§ **Material**
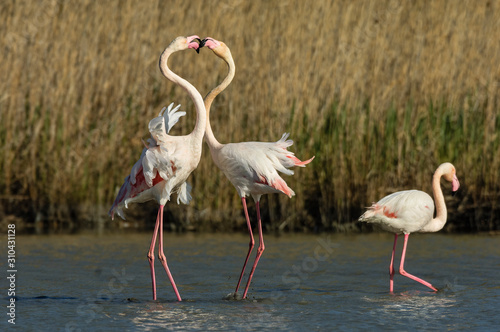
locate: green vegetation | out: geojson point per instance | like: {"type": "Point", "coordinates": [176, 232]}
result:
{"type": "Point", "coordinates": [381, 92]}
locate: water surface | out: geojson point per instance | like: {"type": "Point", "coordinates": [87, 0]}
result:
{"type": "Point", "coordinates": [303, 282]}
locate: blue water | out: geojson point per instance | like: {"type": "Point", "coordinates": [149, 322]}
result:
{"type": "Point", "coordinates": [303, 282]}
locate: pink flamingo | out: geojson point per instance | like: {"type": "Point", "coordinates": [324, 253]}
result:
{"type": "Point", "coordinates": [167, 161]}
{"type": "Point", "coordinates": [412, 211]}
{"type": "Point", "coordinates": [250, 166]}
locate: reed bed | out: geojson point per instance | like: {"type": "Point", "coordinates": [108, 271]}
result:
{"type": "Point", "coordinates": [381, 92]}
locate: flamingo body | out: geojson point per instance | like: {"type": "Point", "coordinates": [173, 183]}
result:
{"type": "Point", "coordinates": [412, 211]}
{"type": "Point", "coordinates": [167, 161]}
{"type": "Point", "coordinates": [158, 172]}
{"type": "Point", "coordinates": [252, 167]}
{"type": "Point", "coordinates": [402, 212]}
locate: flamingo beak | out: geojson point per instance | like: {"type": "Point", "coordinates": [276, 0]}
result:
{"type": "Point", "coordinates": [455, 185]}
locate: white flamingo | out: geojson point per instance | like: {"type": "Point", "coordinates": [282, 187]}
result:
{"type": "Point", "coordinates": [167, 161]}
{"type": "Point", "coordinates": [412, 211]}
{"type": "Point", "coordinates": [252, 167]}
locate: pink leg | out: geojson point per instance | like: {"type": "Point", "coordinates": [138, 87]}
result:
{"type": "Point", "coordinates": [151, 255]}
{"type": "Point", "coordinates": [250, 246]}
{"type": "Point", "coordinates": [406, 274]}
{"type": "Point", "coordinates": [260, 250]}
{"type": "Point", "coordinates": [391, 266]}
{"type": "Point", "coordinates": [163, 259]}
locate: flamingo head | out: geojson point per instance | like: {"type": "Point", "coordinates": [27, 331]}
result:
{"type": "Point", "coordinates": [194, 42]}
{"type": "Point", "coordinates": [182, 43]}
{"type": "Point", "coordinates": [450, 174]}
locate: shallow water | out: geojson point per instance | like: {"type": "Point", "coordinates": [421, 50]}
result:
{"type": "Point", "coordinates": [313, 282]}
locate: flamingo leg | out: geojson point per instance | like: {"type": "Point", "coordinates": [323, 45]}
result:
{"type": "Point", "coordinates": [406, 274]}
{"type": "Point", "coordinates": [163, 259]}
{"type": "Point", "coordinates": [260, 250]}
{"type": "Point", "coordinates": [151, 255]}
{"type": "Point", "coordinates": [391, 266]}
{"type": "Point", "coordinates": [250, 246]}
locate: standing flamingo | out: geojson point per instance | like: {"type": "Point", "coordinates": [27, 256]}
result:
{"type": "Point", "coordinates": [167, 161]}
{"type": "Point", "coordinates": [250, 166]}
{"type": "Point", "coordinates": [411, 211]}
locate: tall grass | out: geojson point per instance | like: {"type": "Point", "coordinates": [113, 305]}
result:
{"type": "Point", "coordinates": [380, 91]}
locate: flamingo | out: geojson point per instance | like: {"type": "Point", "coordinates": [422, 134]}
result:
{"type": "Point", "coordinates": [166, 163]}
{"type": "Point", "coordinates": [252, 167]}
{"type": "Point", "coordinates": [412, 211]}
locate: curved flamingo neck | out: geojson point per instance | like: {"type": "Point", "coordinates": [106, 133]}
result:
{"type": "Point", "coordinates": [209, 135]}
{"type": "Point", "coordinates": [441, 214]}
{"type": "Point", "coordinates": [196, 97]}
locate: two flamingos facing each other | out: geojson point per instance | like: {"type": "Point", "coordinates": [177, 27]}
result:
{"type": "Point", "coordinates": [166, 163]}
{"type": "Point", "coordinates": [412, 211]}
{"type": "Point", "coordinates": [252, 167]}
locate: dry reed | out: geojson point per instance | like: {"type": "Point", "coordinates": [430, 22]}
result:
{"type": "Point", "coordinates": [380, 91]}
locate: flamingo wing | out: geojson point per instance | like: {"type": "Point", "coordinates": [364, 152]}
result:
{"type": "Point", "coordinates": [401, 212]}
{"type": "Point", "coordinates": [253, 167]}
{"type": "Point", "coordinates": [149, 176]}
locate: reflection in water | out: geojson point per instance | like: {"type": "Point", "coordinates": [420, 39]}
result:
{"type": "Point", "coordinates": [209, 315]}
{"type": "Point", "coordinates": [325, 282]}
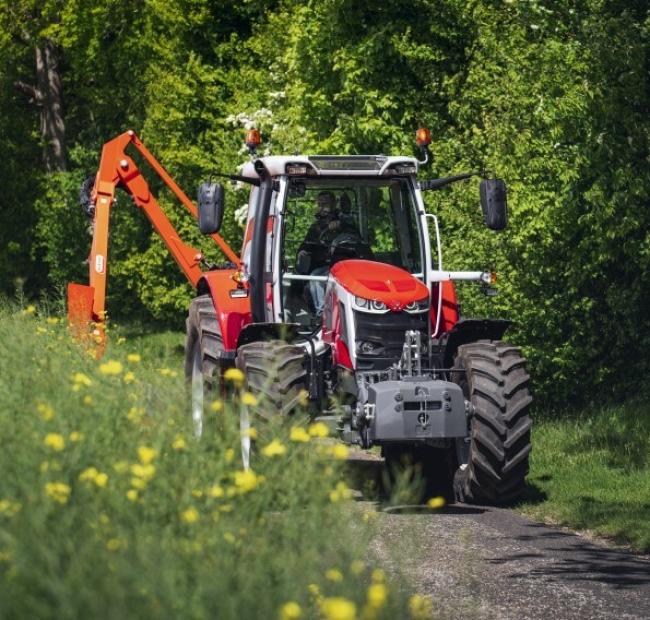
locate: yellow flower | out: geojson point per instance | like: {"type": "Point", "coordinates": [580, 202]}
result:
{"type": "Point", "coordinates": [340, 492]}
{"type": "Point", "coordinates": [215, 491]}
{"type": "Point", "coordinates": [111, 367]}
{"type": "Point", "coordinates": [339, 451]}
{"type": "Point", "coordinates": [290, 611]}
{"type": "Point", "coordinates": [54, 441]}
{"type": "Point", "coordinates": [436, 502]}
{"type": "Point", "coordinates": [235, 375]}
{"type": "Point", "coordinates": [338, 608]}
{"type": "Point", "coordinates": [146, 455]}
{"type": "Point", "coordinates": [178, 443]}
{"type": "Point", "coordinates": [249, 399]}
{"type": "Point", "coordinates": [121, 467]}
{"type": "Point", "coordinates": [319, 429]}
{"type": "Point", "coordinates": [191, 515]}
{"type": "Point", "coordinates": [47, 413]}
{"type": "Point", "coordinates": [58, 491]}
{"type": "Point", "coordinates": [420, 607]}
{"type": "Point", "coordinates": [298, 433]}
{"type": "Point", "coordinates": [334, 574]}
{"type": "Point", "coordinates": [80, 379]}
{"type": "Point", "coordinates": [246, 480]}
{"type": "Point", "coordinates": [145, 472]}
{"type": "Point", "coordinates": [377, 594]}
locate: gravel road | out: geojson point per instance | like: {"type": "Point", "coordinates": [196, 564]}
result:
{"type": "Point", "coordinates": [484, 562]}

§ **What needs to be done**
Quote the records in their entirety, keeping the wording exact and excluding pictures.

§ **Response to the exercise**
locate: green vegetation | out: geojson point per instance | like: {"type": "Point", "coordinates": [176, 232]}
result:
{"type": "Point", "coordinates": [381, 92]}
locate: water surface | out: geojson point per instance | like: {"type": "Point", "coordinates": [87, 0]}
result:
{"type": "Point", "coordinates": [303, 282]}
locate: blue water | out: geojson point per instance | like: {"type": "Point", "coordinates": [149, 322]}
result:
{"type": "Point", "coordinates": [303, 282]}
locate: pink flamingo | out: geojson point per instance | like: {"type": "Point", "coordinates": [324, 253]}
result:
{"type": "Point", "coordinates": [167, 161]}
{"type": "Point", "coordinates": [412, 211]}
{"type": "Point", "coordinates": [250, 166]}
locate: reed bed | out: geojson point per instance | like: {"type": "Point", "coordinates": [108, 271]}
result:
{"type": "Point", "coordinates": [381, 92]}
locate: flamingo body | out: geojson point per instance | like: {"type": "Point", "coordinates": [173, 183]}
result:
{"type": "Point", "coordinates": [412, 211]}
{"type": "Point", "coordinates": [167, 161]}
{"type": "Point", "coordinates": [158, 172]}
{"type": "Point", "coordinates": [252, 167]}
{"type": "Point", "coordinates": [402, 212]}
locate: flamingo beak | out: geojson point per instance | like: {"type": "Point", "coordinates": [276, 0]}
result:
{"type": "Point", "coordinates": [455, 185]}
locate: white flamingo | out: geojson point per instance | like: {"type": "Point", "coordinates": [282, 187]}
result:
{"type": "Point", "coordinates": [167, 161]}
{"type": "Point", "coordinates": [412, 211]}
{"type": "Point", "coordinates": [252, 167]}
locate: pink leg | out: geojson point per instance | like: {"type": "Point", "coordinates": [138, 87]}
result:
{"type": "Point", "coordinates": [151, 255]}
{"type": "Point", "coordinates": [250, 246]}
{"type": "Point", "coordinates": [406, 274]}
{"type": "Point", "coordinates": [260, 250]}
{"type": "Point", "coordinates": [391, 266]}
{"type": "Point", "coordinates": [163, 259]}
locate: flamingo head | out: geojson point per instance | like: {"type": "Point", "coordinates": [27, 331]}
result:
{"type": "Point", "coordinates": [194, 42]}
{"type": "Point", "coordinates": [182, 43]}
{"type": "Point", "coordinates": [450, 174]}
locate: shallow water | out: geojson point per instance | like: {"type": "Point", "coordinates": [421, 50]}
result:
{"type": "Point", "coordinates": [313, 282]}
locate: flamingo leg | out: geojson point per instance | like: {"type": "Point", "coordinates": [323, 45]}
result:
{"type": "Point", "coordinates": [406, 274]}
{"type": "Point", "coordinates": [163, 259]}
{"type": "Point", "coordinates": [260, 250]}
{"type": "Point", "coordinates": [151, 255]}
{"type": "Point", "coordinates": [391, 266]}
{"type": "Point", "coordinates": [250, 246]}
locate: standing flamingo | out: geojson point per instance | like: {"type": "Point", "coordinates": [27, 256]}
result:
{"type": "Point", "coordinates": [167, 161]}
{"type": "Point", "coordinates": [250, 166]}
{"type": "Point", "coordinates": [411, 211]}
locate: tall grass | out: geojson point per instance | like: {"type": "Point", "coordinates": [113, 305]}
result:
{"type": "Point", "coordinates": [380, 91]}
locate: flamingo | out: geojson point per instance | like: {"type": "Point", "coordinates": [422, 134]}
result:
{"type": "Point", "coordinates": [166, 163]}
{"type": "Point", "coordinates": [252, 167]}
{"type": "Point", "coordinates": [412, 211]}
locate: curved flamingo neck | out: geojson point per instance | like: {"type": "Point", "coordinates": [106, 133]}
result:
{"type": "Point", "coordinates": [209, 135]}
{"type": "Point", "coordinates": [441, 214]}
{"type": "Point", "coordinates": [196, 97]}
locate: two flamingos facing each other | out: geojson point per instance | like: {"type": "Point", "coordinates": [177, 27]}
result:
{"type": "Point", "coordinates": [166, 163]}
{"type": "Point", "coordinates": [412, 211]}
{"type": "Point", "coordinates": [252, 167]}
locate: dry reed | out: geojson point per instance | like: {"type": "Point", "coordinates": [430, 22]}
result:
{"type": "Point", "coordinates": [380, 91]}
locate: flamingo wing | out: geojson point per instance | like: {"type": "Point", "coordinates": [364, 152]}
result:
{"type": "Point", "coordinates": [401, 212]}
{"type": "Point", "coordinates": [253, 167]}
{"type": "Point", "coordinates": [149, 176]}
locate: reflection in water | out: geojson point per instance | like: {"type": "Point", "coordinates": [420, 39]}
result:
{"type": "Point", "coordinates": [209, 315]}
{"type": "Point", "coordinates": [325, 282]}
locate: yellow flower | out: geojson point per instance | like: {"type": "Point", "coordinates": [580, 202]}
result:
{"type": "Point", "coordinates": [340, 492]}
{"type": "Point", "coordinates": [215, 491]}
{"type": "Point", "coordinates": [111, 367]}
{"type": "Point", "coordinates": [339, 451]}
{"type": "Point", "coordinates": [290, 611]}
{"type": "Point", "coordinates": [54, 441]}
{"type": "Point", "coordinates": [436, 502]}
{"type": "Point", "coordinates": [235, 375]}
{"type": "Point", "coordinates": [338, 608]}
{"type": "Point", "coordinates": [146, 455]}
{"type": "Point", "coordinates": [178, 443]}
{"type": "Point", "coordinates": [249, 399]}
{"type": "Point", "coordinates": [121, 467]}
{"type": "Point", "coordinates": [319, 429]}
{"type": "Point", "coordinates": [191, 515]}
{"type": "Point", "coordinates": [47, 413]}
{"type": "Point", "coordinates": [58, 491]}
{"type": "Point", "coordinates": [420, 607]}
{"type": "Point", "coordinates": [298, 433]}
{"type": "Point", "coordinates": [334, 574]}
{"type": "Point", "coordinates": [80, 379]}
{"type": "Point", "coordinates": [246, 480]}
{"type": "Point", "coordinates": [145, 472]}
{"type": "Point", "coordinates": [377, 594]}
locate: gravel road | out: geojson point per instance | like: {"type": "Point", "coordinates": [196, 564]}
result:
{"type": "Point", "coordinates": [484, 562]}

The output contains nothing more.